#### [Description of the task]
Rewrite the records below, swapping "thickest" for "widest" wherever it occurs and keeping every other line unchanged.

#### [Stored rows]
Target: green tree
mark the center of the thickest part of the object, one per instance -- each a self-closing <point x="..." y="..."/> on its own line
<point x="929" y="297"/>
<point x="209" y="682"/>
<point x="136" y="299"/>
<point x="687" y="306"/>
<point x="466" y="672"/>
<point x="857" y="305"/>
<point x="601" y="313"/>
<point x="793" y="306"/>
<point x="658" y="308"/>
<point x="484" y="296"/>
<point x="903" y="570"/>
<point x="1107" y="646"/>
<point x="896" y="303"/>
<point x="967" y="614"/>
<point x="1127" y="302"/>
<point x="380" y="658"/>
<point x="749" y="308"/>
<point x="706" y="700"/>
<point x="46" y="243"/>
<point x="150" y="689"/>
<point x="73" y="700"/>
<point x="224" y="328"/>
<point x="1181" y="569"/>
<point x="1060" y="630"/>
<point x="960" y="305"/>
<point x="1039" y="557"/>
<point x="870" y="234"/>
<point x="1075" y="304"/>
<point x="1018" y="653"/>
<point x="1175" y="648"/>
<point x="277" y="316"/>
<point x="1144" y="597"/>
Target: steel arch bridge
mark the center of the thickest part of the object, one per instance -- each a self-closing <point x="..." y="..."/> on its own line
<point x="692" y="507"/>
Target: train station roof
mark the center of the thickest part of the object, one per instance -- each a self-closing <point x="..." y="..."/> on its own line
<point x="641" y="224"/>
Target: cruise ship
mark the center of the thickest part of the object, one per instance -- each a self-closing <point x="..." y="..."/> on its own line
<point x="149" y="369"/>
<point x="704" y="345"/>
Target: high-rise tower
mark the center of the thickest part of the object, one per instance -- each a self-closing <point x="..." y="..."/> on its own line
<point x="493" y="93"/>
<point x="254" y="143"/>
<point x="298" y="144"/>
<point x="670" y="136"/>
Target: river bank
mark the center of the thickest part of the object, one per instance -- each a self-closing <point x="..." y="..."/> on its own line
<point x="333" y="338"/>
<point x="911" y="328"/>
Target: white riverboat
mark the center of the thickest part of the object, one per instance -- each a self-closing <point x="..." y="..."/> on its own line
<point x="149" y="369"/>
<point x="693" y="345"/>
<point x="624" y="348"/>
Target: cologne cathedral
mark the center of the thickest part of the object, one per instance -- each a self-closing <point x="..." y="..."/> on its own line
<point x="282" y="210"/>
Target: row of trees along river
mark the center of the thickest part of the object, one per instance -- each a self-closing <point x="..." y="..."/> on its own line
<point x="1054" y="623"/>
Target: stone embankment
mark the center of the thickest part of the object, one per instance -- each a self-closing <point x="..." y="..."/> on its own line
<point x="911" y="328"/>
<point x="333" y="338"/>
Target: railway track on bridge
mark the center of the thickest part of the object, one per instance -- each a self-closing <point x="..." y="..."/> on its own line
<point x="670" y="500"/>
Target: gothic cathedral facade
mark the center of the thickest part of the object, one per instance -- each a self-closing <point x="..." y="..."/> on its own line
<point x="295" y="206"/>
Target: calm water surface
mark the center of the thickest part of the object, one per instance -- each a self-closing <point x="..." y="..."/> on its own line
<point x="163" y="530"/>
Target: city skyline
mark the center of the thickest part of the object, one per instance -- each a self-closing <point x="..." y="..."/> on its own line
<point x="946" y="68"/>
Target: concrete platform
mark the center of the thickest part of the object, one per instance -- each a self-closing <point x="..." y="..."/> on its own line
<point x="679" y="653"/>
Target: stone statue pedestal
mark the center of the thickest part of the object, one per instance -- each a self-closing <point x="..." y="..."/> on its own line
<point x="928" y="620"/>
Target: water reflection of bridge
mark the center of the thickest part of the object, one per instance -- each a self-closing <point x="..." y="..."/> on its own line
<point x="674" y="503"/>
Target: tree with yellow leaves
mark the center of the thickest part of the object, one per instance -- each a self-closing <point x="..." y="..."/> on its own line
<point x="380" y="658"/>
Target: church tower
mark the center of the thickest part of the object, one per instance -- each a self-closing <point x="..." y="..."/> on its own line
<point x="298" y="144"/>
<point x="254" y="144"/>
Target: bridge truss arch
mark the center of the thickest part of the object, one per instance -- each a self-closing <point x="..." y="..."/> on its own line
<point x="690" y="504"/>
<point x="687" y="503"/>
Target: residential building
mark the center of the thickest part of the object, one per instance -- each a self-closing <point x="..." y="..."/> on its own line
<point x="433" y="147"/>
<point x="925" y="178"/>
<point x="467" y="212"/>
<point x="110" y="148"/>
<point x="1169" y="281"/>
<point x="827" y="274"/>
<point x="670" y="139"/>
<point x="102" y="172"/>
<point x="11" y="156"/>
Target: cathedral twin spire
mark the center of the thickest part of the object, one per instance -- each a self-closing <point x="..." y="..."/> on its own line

#### [Response to this task]
Target: green tree
mark the center of the widest part of the object, one per instance -- each a self-closing <point x="..." y="..."/> on its own line
<point x="929" y="297"/>
<point x="209" y="682"/>
<point x="136" y="299"/>
<point x="687" y="306"/>
<point x="466" y="672"/>
<point x="857" y="305"/>
<point x="601" y="313"/>
<point x="793" y="306"/>
<point x="658" y="308"/>
<point x="484" y="296"/>
<point x="903" y="570"/>
<point x="1107" y="646"/>
<point x="896" y="303"/>
<point x="967" y="614"/>
<point x="1127" y="302"/>
<point x="380" y="658"/>
<point x="749" y="308"/>
<point x="706" y="700"/>
<point x="46" y="243"/>
<point x="150" y="689"/>
<point x="73" y="700"/>
<point x="224" y="328"/>
<point x="1181" y="569"/>
<point x="1060" y="630"/>
<point x="960" y="305"/>
<point x="1039" y="557"/>
<point x="870" y="234"/>
<point x="1075" y="304"/>
<point x="1018" y="653"/>
<point x="1175" y="648"/>
<point x="277" y="316"/>
<point x="1144" y="597"/>
Target: steel arch bridge
mark the center of the widest part of the object, one per instance -- each a self-closing <point x="..." y="..."/> on its own line
<point x="692" y="507"/>
Target: train station roof
mark the center of the widest part of the object, one per instance -- each a self-closing <point x="..." y="..."/> on its own line
<point x="641" y="224"/>
Target: cruise ship
mark the center of the widest part of the object, one per instance -- each a self-closing <point x="..." y="..."/> on its own line
<point x="149" y="369"/>
<point x="704" y="345"/>
Target: high-rise tower
mark the center of the widest part of the object, one per instance -- each a self-closing <point x="..." y="..."/> on its own line
<point x="493" y="93"/>
<point x="254" y="143"/>
<point x="298" y="144"/>
<point x="670" y="136"/>
Target: river bank
mark the center of the widest part of the object, one per instance -- each a self-closing <point x="..." y="..."/> on its own line
<point x="333" y="338"/>
<point x="911" y="328"/>
Target: white riverboat
mark the center of the widest part of the object, one per instance -- each a self-closing <point x="..." y="..."/> on its own line
<point x="149" y="369"/>
<point x="693" y="345"/>
<point x="624" y="348"/>
Target: cologne cathedral
mark the center of the widest part of the object, one per instance -- each a self-closing <point x="..." y="..."/> on its own line
<point x="282" y="210"/>
Target: row of trees along river
mark the center of the widest part of the object, one per instance -- each a self-closing <point x="..." y="..."/> on its own line
<point x="1054" y="623"/>
Target: stone embankment
mark the center of the widest part of the object, one per instance -- each a self-closing <point x="..." y="..."/> on its own line
<point x="911" y="328"/>
<point x="333" y="338"/>
Target: railway track on bridge
mark the center of the widest part of the object, one per instance -- each a self-closing <point x="..." y="..."/> on its own line
<point x="670" y="500"/>
Target: gothic cathedral facade
mark the center of the widest part of the object, one per instance -- each a self-closing <point x="..." y="..."/> on its own line
<point x="295" y="206"/>
Target: calm water surface
mark the center of the widest part of the object, one per instance -- each a self-closing <point x="..." y="..."/> on its own line
<point x="163" y="530"/>
Target: city skyline
mark the center of the widest part of the object, one per instance -- each a self-closing <point x="..." y="..."/> on its own line
<point x="946" y="68"/>
Target: concrete platform
mark the center of the widest part of the object, one per instance -- each a self-closing <point x="..." y="..."/> on its own line
<point x="679" y="653"/>
Target: stone statue pedestal
mark the center of the widest part of the object, one per instance -- each a self-closing <point x="..." y="..."/> on its own line
<point x="928" y="620"/>
Target: water reflection of bridge
mark the center of the widest part of the object, one per instance -- each a self-closing <point x="..." y="..."/> on its own line
<point x="674" y="503"/>
Target: tree with yellow leaves
mark the center of the widest part of the object, one per instance -- each a self-closing <point x="..." y="..."/> on its own line
<point x="380" y="658"/>
Target: church tower
mark the center of the widest part of the object, one per instance -- each a self-closing <point x="..." y="..."/> on its own line
<point x="298" y="144"/>
<point x="254" y="144"/>
Target: bridge truss arch
mark the center of the widest part of the object, one per instance -- each a self-closing <point x="..." y="..."/> on its own line
<point x="690" y="504"/>
<point x="687" y="503"/>
Target: residential building
mark the center of the widest part of the object, one per instance -- each a self-closing <point x="..." y="..."/> on its own line
<point x="433" y="147"/>
<point x="925" y="178"/>
<point x="467" y="212"/>
<point x="110" y="148"/>
<point x="1169" y="281"/>
<point x="827" y="274"/>
<point x="670" y="139"/>
<point x="102" y="172"/>
<point x="11" y="156"/>
Target: cathedral twin spire
mark the center of the widest part of the object, one per instance -- each a self-closing <point x="..." y="..."/> on its own line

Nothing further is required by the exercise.